What you have to do:
Repeat the following records line for line, with no change to any word.

Available records:
--- Start ---

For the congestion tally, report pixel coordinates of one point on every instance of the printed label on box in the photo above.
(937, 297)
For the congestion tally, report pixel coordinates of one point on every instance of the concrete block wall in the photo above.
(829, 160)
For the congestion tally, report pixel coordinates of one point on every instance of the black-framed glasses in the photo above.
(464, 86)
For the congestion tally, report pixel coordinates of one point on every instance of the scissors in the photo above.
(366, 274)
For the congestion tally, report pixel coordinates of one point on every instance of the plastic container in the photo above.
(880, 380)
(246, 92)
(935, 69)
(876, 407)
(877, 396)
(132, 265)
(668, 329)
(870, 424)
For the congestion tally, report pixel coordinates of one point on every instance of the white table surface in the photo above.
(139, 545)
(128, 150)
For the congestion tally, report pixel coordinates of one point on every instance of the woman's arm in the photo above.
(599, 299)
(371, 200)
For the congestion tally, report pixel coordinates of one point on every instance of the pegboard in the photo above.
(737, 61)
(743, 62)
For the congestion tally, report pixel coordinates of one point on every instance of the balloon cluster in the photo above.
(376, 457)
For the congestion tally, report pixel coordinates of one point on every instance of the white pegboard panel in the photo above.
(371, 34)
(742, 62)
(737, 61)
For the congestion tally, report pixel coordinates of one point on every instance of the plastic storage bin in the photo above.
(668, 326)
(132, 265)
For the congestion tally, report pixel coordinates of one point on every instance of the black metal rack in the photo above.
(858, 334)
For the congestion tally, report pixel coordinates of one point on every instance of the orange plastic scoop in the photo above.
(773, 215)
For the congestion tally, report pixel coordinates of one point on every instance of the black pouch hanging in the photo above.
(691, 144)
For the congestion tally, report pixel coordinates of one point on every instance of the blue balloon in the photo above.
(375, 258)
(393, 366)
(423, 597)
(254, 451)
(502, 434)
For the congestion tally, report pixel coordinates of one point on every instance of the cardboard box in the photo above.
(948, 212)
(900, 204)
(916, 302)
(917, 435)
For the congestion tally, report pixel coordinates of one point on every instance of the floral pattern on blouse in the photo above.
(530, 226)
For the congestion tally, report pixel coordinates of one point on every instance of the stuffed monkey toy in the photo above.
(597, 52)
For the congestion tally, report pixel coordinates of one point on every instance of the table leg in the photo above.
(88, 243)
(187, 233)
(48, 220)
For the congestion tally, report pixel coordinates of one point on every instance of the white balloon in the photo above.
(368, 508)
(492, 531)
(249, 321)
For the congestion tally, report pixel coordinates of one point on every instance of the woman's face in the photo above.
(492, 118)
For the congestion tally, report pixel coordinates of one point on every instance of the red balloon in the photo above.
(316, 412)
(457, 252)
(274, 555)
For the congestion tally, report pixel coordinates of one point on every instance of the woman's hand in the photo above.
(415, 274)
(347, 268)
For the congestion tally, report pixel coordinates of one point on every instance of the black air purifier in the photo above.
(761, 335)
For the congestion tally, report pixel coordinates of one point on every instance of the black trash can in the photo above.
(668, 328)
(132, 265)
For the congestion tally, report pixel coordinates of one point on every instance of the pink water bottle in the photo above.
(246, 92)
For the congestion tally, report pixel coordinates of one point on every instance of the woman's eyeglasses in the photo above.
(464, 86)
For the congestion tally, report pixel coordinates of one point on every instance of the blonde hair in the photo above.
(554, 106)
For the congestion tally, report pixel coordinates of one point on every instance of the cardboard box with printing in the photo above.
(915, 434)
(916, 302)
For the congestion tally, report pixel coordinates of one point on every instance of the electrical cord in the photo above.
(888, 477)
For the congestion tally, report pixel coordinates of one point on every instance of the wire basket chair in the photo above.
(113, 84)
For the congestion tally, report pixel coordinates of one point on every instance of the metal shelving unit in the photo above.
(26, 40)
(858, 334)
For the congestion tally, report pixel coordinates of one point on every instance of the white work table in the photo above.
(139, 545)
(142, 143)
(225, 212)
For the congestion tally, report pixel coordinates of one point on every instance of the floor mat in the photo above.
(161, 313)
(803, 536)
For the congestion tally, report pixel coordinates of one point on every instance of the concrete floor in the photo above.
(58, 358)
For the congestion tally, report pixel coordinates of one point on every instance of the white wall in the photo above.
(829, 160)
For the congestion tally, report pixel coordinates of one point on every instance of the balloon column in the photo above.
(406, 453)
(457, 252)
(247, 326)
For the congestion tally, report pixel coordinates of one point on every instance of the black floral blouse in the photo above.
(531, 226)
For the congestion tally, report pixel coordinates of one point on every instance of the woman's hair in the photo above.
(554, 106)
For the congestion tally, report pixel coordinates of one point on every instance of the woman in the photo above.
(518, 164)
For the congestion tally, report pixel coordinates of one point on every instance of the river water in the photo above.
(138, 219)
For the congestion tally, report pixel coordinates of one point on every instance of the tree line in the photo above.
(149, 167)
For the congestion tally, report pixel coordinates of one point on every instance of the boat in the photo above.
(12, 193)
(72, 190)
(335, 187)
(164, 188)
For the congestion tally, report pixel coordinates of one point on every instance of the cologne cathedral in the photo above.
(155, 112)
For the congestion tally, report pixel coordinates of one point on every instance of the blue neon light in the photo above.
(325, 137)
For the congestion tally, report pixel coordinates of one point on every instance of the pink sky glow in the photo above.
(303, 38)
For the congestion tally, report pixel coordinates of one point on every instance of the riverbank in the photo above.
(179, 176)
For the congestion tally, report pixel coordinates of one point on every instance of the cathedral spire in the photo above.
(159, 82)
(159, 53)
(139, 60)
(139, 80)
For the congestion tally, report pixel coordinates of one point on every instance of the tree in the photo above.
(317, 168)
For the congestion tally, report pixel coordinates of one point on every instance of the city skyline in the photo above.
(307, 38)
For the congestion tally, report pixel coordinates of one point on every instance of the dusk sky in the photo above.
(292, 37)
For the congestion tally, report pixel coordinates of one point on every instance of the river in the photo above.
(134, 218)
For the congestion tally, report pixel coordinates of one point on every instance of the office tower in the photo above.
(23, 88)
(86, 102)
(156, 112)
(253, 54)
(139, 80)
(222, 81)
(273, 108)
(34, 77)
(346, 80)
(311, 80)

--- End ---

Correct output:
For the congestion tally, report pixel coordinates of one point on every instance of the printed label on box in the photo above.
(937, 297)
For the congestion tally, report pixel coordinates of one point on every instance of the concrete block wall in the photo above.
(829, 160)
For the congestion tally, report pixel coordinates of one point on every instance of the black-framed glasses in the photo above.
(464, 86)
For the congestion tally, report pixel coordinates of one point on every instance of the scissors in the photo above.
(366, 274)
For the congestion tally, report pixel coordinates of one point on every instance of the plastic container in the photo above.
(880, 380)
(246, 92)
(935, 69)
(876, 407)
(877, 396)
(132, 265)
(668, 329)
(870, 424)
For the congestion tally, report pixel coordinates of one point on every instance of the white table surface in the photo above.
(139, 545)
(128, 150)
For the congestion tally, report pixel coordinates of one point on every instance of the woman's arm in the photo above.
(599, 299)
(371, 200)
For the congestion tally, report pixel coordinates of one point on every instance of the pegboard in the photo above.
(737, 61)
(743, 62)
For the congestion tally, report pixel coordinates of one point on every instance of the balloon cluster in the photo above.
(376, 457)
For the congestion tally, report pixel coordinates of one point on every instance of the white pegboard panel in the photo above.
(371, 34)
(742, 62)
(737, 61)
For the congestion tally, report pixel coordinates of one point on every instance of the plastic storage bin in the photo above.
(668, 326)
(132, 265)
For the congestion tally, report pixel coordinates of one point on every instance of the black metal rack in the photo above.
(858, 334)
For the congestion tally, report pixel coordinates of one point on every instance of the orange plastic scoop in the photo above.
(773, 215)
For the congestion tally, report pixel coordinates of one point on every instance of the black pouch hanging in the photo above.
(691, 144)
For the congestion tally, report pixel coordinates of one point on every instance of the blue balloon in the photo above.
(375, 258)
(393, 366)
(423, 597)
(254, 451)
(502, 434)
For the congestion tally, report pixel coordinates of one point on every instance of the cardboard box in the photo above.
(948, 212)
(900, 204)
(916, 302)
(917, 435)
For the congestion tally, report pixel coordinates of one point on every instance of the floral pattern on blouse in the photo above.
(530, 226)
For the congestion tally, report pixel coordinates of one point on every instance of the stuffed monkey toy in the photo above.
(597, 52)
For the congestion tally, report pixel coordinates of one point on every instance of the table leg in the photo above.
(88, 243)
(187, 233)
(48, 220)
For the congestion tally, report pixel coordinates of one point on every instance of the white balloon in the photo above.
(368, 508)
(492, 531)
(249, 321)
For the congestion tally, report pixel coordinates of one point on every instance of the woman's face in the photo above.
(492, 118)
For the congestion tally, report pixel coordinates of one point on every instance of the red balloon in the photo above.
(316, 412)
(457, 252)
(274, 555)
For the congestion tally, report pixel coordinates of one point on every instance of the woman's hand in the photo above.
(415, 274)
(347, 268)
For the congestion tally, report pixel coordinates of one point on every instance of the black air purifier in the photo above.
(761, 335)
For the congestion tally, report pixel coordinates of one point on every instance of the black trash can in the photo above.
(668, 328)
(132, 265)
For the congestion tally, report pixel coordinates of one point on every instance of the pink water bottle in the photo above.
(246, 92)
For the congestion tally, report pixel coordinates of one point on every instance of the woman's eyeglasses in the photo above.
(464, 86)
For the congestion tally, report pixel coordinates of one point on every instance of the blonde hair in the photo above.
(554, 106)
For the congestion tally, report pixel coordinates of one point on every instance of the cardboard box with printing in the photo above.
(915, 434)
(916, 302)
For the congestion tally, report pixel coordinates of one point on every instance of the electrical cord in the photo above.
(888, 477)
For the congestion tally, report pixel coordinates of one point on every instance of the wire basket chair in the photo above.
(113, 84)
For the congestion tally, report pixel coordinates of one point on every instance of the metal shelving unit in the photo above.
(26, 40)
(858, 334)
For the congestion tally, report pixel coordinates of one point on every instance of the white work table in the photo above.
(139, 545)
(142, 143)
(225, 212)
For the congestion tally, report pixel coordinates of one point on every instance of the floor mat in the photo above.
(161, 313)
(803, 536)
For the congestion tally, report pixel coordinates of one point on every instance of the concrete floor in the photo above.
(58, 358)
For the congestion tally, report pixel coordinates of one point on every instance of the white wall in the photo above.
(829, 160)
For the congestion tally, report pixel coordinates of one point on every instance of the balloon column in the photo above.
(406, 453)
(457, 252)
(247, 326)
For the congestion tally, report pixel coordinates of one point on every instance of the black floral blouse in the photo above.
(531, 226)
For the congestion tally, report pixel coordinates of one point on every instance of the woman's hair in the photo above.
(554, 106)
For the congestion tally, report pixel coordinates of one point on every instance of the woman in the photo above.
(518, 164)
For the congestion tally, report pixel coordinates of one point on every instance of the river water in the photo above.
(138, 219)
For the congestion tally, report pixel coordinates of one point on every instance of the tree line in the photo above.
(149, 167)
For the congestion tally, report pixel coordinates of one point on every instance of the boat in the photo above.
(12, 193)
(72, 190)
(335, 187)
(164, 188)
For the congestion tally, report pixel coordinates of one point on every instance of the cologne cathedral in the photo above.
(155, 112)
For the congestion tally, report pixel coordinates of one point on every instance of the blue neon light in the photo above.
(325, 137)
For the congestion tally, report pixel coordinates of one point on every instance of the pink sky glow in the photo above.
(303, 38)
For the congestion tally, report pixel coordinates of one point on every instance of the riverbank in the photo above.
(179, 176)
For the congestion tally, report pixel coordinates of one point on every instance of the cathedral spire in the photo above.
(159, 82)
(159, 53)
(139, 60)
(139, 80)
For the congestion tally, report pixel coordinates of one point on every instance of the tree in the photo above.
(317, 168)
For the congestion tally, report pixel coordinates of one point on every instance of the city skyline in the photo above.
(307, 38)
For the congestion tally, report pixel coordinates of one point on every instance of the dusk sky in the photo above.
(292, 37)
For the congestion tally, report pixel coordinates of one point on every instance of the river in the photo above.
(134, 218)
For the congestion tally, report pixel coordinates of one point on every instance of the office tower in the photo above.
(23, 88)
(86, 102)
(156, 112)
(253, 54)
(139, 80)
(222, 81)
(273, 108)
(34, 77)
(346, 80)
(311, 80)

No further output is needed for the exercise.